● **Written exercise**
Please change every "search_term" in the items below to "query". Leave everything else in the items unchanged.

(Detection items)
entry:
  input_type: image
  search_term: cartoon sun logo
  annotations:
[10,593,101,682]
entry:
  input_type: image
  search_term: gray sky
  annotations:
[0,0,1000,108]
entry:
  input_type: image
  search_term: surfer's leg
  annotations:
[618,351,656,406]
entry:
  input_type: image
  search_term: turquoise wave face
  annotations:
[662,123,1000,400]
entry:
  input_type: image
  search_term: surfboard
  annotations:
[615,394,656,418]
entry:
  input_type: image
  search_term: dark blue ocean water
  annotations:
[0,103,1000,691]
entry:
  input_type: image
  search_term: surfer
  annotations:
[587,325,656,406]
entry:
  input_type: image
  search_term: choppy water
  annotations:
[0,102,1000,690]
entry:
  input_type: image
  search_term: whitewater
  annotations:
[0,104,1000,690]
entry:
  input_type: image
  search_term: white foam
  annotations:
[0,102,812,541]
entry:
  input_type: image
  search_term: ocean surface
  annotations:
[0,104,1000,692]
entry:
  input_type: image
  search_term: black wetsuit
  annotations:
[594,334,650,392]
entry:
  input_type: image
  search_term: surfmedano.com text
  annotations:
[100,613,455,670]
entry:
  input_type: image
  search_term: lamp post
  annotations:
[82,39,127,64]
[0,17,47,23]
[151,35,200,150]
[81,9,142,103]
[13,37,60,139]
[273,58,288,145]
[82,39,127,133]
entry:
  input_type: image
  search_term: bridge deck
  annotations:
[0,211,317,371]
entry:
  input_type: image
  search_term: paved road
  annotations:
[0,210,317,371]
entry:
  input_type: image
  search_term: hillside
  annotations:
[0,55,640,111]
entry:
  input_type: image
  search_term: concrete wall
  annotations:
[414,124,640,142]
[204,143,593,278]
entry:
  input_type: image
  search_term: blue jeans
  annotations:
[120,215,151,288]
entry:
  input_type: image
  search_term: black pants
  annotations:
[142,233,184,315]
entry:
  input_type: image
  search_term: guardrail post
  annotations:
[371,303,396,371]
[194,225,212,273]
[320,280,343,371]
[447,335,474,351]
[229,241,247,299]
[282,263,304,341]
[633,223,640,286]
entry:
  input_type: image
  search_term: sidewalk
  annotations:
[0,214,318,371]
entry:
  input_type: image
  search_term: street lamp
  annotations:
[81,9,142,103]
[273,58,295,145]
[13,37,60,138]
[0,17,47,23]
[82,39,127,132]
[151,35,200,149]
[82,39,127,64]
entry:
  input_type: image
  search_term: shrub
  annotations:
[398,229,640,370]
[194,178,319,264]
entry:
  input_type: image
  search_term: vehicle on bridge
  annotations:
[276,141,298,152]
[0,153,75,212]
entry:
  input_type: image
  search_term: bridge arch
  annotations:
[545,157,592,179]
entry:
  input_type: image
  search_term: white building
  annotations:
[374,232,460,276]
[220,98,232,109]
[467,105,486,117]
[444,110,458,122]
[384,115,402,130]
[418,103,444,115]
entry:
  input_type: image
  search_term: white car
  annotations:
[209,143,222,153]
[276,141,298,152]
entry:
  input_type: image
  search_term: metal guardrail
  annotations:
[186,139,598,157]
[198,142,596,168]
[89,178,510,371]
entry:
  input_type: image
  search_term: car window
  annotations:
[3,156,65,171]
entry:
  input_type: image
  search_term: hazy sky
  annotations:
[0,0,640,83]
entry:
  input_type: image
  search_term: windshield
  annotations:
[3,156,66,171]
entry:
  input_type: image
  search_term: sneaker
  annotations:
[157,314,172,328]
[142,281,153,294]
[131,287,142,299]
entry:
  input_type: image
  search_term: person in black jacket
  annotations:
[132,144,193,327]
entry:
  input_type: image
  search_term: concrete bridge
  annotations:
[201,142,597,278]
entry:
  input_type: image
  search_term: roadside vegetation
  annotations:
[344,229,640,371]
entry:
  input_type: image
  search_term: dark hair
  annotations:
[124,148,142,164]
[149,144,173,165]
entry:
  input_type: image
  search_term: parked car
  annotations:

● **Solved problem**
entry:
  input_type: image
  query: cartoon sun logo
  annotations:
[10,593,101,682]
entry:
  input_type: image
  query: gray sky
  annotations:
[0,0,1000,108]
entry:
  input_type: image
  query: surfer's leg
  annotations:
[618,351,656,406]
entry:
  input_type: image
  query: turquoise wave face
  annotations:
[662,123,1000,400]
entry:
  input_type: image
  query: surfboard
  annotations:
[615,394,656,418]
entry:
  input_type: image
  query: dark blue ocean water
  annotations:
[0,103,1000,691]
entry:
  input_type: image
  query: surfer
  annotations:
[587,325,656,406]
entry:
  input_type: image
  query: choppy water
  annotations:
[0,102,1000,690]
entry:
  input_type: image
  query: whitewater
  annotations:
[0,104,1000,690]
entry:
  input_type: image
  query: white foam
  annotations:
[0,102,812,541]
entry:
  input_type: image
  query: ocean surface
  annotations:
[0,104,1000,692]
entry:
  input_type: image
  query: black wetsuit
  annotations:
[594,334,650,392]
entry:
  input_type: image
  query: surfmedano.com text
  annotations:
[100,613,455,670]
entry:
  input_type: image
  query: lamp post
  annotations:
[82,39,127,64]
[0,17,47,23]
[151,35,200,150]
[81,9,142,103]
[13,37,60,139]
[273,58,288,145]
[82,39,127,133]
entry:
  input_type: image
  query: bridge deck
  annotations:
[0,211,317,371]
entry:
  input_type: image
  query: paved road
  annotations:
[0,210,317,371]
entry:
  input_type: image
  query: hillside
  annotations:
[0,55,640,111]
entry:
  input_type: image
  query: concrete wall
  annotations:
[414,124,640,142]
[204,143,593,278]
entry:
  input_type: image
  query: blue jeans
  annotations:
[120,215,151,288]
entry:
  input_type: image
  query: black pants
  annotations:
[142,233,184,315]
entry:
  input_type: image
  query: guardrail post
  annotations:
[371,303,396,371]
[194,225,212,273]
[320,280,343,371]
[447,335,474,351]
[229,241,247,299]
[282,263,304,341]
[633,223,640,286]
entry:
  input_type: image
  query: sidewalk
  annotations:
[0,214,318,371]
entry:
  input_type: image
  query: street lamp
  annotations:
[81,9,142,103]
[273,58,295,145]
[13,37,60,138]
[0,17,47,23]
[82,39,127,132]
[151,35,200,149]
[82,39,127,64]
entry:
  input_type: image
  query: shrub
  annotations:
[398,229,640,370]
[194,178,319,264]
entry:
  input_type: image
  query: vehicle on bridge
  annotations:
[276,141,298,152]
[0,153,75,212]
entry:
  input_type: image
  query: bridge arch
  annotations:
[545,157,592,179]
entry:
  input_type: image
  query: white building
  annotations:
[374,232,460,276]
[220,98,232,109]
[467,105,486,117]
[444,110,458,122]
[384,115,402,130]
[418,103,444,115]
entry:
  input_type: image
  query: white car
  annotations:
[209,143,222,153]
[276,141,298,152]
entry:
  input_type: image
  query: metal guardrail
  annotations:
[186,139,598,157]
[198,142,596,168]
[89,178,510,371]
entry:
  input_type: image
  query: car window
  annotations:
[3,156,65,171]
entry:
  input_type: image
  query: hazy sky
  annotations:
[0,0,640,83]
entry:
  input_type: image
  query: windshield
  annotations:
[3,156,66,171]
entry:
  input_type: image
  query: sneaker
  annotations:
[157,314,172,328]
[142,281,153,294]
[131,287,142,299]
entry:
  input_type: image
  query: person in black jacket
  annotations:
[132,144,193,327]
entry:
  input_type: image
  query: concrete bridge
  annotations:
[201,142,597,278]
entry:
  input_type: image
  query: roadside vegetation
  annotations:
[344,229,640,371]
entry:
  input_type: image
  query: dark hair
  annotations:
[124,148,142,164]
[149,144,173,165]
entry:
  input_type: image
  query: parked car
  annotations:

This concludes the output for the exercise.